§ Short problem
Copy out the material below with every "thickest part" changed to "widest part" and nothing else altered.

§ Entries provided
[Begin]

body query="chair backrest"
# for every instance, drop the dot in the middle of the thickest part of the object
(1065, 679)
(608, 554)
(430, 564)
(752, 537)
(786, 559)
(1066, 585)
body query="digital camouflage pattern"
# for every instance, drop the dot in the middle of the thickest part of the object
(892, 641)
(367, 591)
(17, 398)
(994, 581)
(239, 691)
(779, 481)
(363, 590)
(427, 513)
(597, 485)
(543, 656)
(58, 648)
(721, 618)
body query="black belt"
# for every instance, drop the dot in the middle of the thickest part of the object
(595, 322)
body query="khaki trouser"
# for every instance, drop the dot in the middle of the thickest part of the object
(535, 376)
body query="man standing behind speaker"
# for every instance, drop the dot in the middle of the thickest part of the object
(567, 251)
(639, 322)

[End]

§ Exercise output
body query="chair backrest"
# for every instance, drop the dot in the middle of the widest part of the object
(1065, 679)
(608, 554)
(430, 564)
(752, 537)
(786, 559)
(1066, 585)
body query="digital camouflage pattern"
# for every instance, drop the dot in the middle of the widest part of the object
(892, 641)
(367, 591)
(17, 398)
(994, 581)
(239, 691)
(779, 481)
(363, 590)
(427, 513)
(597, 485)
(543, 656)
(58, 648)
(721, 618)
body query="black belt"
# for every instance, drop the dot in the middle of the widest part of the object
(595, 322)
body query="khaki trouser"
# for every instance, drop the dot in the middle of the widest part of the object
(535, 376)
body query="man standing behind speaker"
# for every instance, drop the dot in the middle of the widest part of the object
(567, 251)
(639, 322)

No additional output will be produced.